**Instruction**
Copy out the listing from the line with "[locate] the pile" up to and including the line with "x=45, y=238", requests and all. Move each answer coordinate by adding 145 to both its x and y values, and leave the sample coordinates inside the requests unchanged.
— Start of Records —
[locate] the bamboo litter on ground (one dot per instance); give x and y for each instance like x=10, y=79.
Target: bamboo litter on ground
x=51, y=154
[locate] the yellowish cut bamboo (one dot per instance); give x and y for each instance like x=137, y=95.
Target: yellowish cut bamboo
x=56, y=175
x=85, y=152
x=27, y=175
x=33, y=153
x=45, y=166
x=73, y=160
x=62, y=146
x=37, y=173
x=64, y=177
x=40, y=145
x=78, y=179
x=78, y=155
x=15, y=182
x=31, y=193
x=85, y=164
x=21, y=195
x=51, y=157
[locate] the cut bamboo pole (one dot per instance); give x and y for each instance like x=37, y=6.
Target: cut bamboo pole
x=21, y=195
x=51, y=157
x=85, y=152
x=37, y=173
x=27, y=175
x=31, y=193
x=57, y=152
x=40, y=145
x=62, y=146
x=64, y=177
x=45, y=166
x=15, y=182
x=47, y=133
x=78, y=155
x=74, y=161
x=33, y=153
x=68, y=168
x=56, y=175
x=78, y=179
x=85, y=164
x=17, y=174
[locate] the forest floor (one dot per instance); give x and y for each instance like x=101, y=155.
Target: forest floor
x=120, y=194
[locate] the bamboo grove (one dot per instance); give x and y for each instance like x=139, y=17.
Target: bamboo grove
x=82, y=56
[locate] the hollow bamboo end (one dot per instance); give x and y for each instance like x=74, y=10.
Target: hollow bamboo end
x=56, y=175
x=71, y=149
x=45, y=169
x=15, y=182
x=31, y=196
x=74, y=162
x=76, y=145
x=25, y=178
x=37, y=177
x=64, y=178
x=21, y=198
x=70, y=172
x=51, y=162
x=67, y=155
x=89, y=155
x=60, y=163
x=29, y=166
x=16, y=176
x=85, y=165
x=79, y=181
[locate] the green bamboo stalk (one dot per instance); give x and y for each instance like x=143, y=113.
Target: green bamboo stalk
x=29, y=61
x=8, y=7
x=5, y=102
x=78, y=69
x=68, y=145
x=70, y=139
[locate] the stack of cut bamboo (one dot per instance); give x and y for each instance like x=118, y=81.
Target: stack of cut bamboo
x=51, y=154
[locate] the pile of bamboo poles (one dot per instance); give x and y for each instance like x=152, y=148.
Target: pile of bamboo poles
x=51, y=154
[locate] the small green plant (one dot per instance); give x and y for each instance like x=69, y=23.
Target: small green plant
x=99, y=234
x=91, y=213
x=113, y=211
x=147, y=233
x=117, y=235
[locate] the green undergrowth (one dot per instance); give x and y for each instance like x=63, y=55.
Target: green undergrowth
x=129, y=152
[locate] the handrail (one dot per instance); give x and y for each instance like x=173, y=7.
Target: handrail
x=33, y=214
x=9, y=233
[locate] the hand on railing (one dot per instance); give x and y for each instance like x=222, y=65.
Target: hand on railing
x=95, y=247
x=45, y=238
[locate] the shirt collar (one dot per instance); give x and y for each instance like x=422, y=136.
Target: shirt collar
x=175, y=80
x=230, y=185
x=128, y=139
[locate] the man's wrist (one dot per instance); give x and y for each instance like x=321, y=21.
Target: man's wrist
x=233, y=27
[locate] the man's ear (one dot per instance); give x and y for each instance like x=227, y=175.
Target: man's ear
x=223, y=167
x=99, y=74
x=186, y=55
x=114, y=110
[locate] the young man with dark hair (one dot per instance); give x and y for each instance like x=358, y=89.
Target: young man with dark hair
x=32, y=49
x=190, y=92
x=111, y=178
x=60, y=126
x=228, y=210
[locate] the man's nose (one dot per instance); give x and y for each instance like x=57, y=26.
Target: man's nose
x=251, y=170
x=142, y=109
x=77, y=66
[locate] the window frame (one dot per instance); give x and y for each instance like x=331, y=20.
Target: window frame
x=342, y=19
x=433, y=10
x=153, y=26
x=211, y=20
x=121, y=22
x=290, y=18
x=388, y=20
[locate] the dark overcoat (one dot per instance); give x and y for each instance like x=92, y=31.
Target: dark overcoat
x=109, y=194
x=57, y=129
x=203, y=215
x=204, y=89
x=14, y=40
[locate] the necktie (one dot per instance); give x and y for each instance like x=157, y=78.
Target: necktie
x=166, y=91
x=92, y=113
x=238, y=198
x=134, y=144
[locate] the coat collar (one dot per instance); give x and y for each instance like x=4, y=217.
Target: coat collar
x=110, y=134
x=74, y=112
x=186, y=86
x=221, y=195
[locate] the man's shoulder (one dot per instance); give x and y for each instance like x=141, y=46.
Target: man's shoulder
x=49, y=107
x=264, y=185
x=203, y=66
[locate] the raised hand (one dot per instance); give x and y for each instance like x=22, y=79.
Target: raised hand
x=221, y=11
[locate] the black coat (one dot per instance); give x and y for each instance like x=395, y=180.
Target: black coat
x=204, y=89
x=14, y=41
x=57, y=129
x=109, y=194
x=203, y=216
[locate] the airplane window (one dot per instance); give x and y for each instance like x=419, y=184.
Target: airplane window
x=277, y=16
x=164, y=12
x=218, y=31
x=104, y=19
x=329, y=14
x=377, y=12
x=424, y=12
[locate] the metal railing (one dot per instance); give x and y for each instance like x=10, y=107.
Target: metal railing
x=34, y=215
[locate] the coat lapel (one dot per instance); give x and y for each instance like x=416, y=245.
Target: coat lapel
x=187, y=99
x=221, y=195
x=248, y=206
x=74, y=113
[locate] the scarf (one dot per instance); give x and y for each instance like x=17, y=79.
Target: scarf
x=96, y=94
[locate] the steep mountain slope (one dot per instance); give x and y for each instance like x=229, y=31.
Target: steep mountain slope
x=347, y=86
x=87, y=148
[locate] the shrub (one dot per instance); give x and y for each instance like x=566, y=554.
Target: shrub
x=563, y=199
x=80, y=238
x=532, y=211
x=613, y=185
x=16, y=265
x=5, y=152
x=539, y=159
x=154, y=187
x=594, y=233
— End of Records —
**Exercise answer**
[locate] the pile of bamboo poles (one dot per instance); give x and y for each instance like x=152, y=148.
Target: pile of bamboo poles
x=196, y=299
[locate] the small green plant (one dot per instance); give x and y for each instance like x=69, y=23.
Target: small green plant
x=244, y=379
x=236, y=358
x=258, y=356
x=292, y=378
x=262, y=380
[locate] the green undergrowth (one dot per instance); give x and y for each instance like x=63, y=55.
Target: green undergrowth
x=274, y=297
[locate] the handrail (one dot per instance); give x and y for each instance like x=173, y=7.
Target: handrail
x=178, y=359
x=154, y=378
[locate] the hand on railing (one dot per instance); give x and y for each instance like x=222, y=65.
Target: hand on railing
x=240, y=392
x=190, y=383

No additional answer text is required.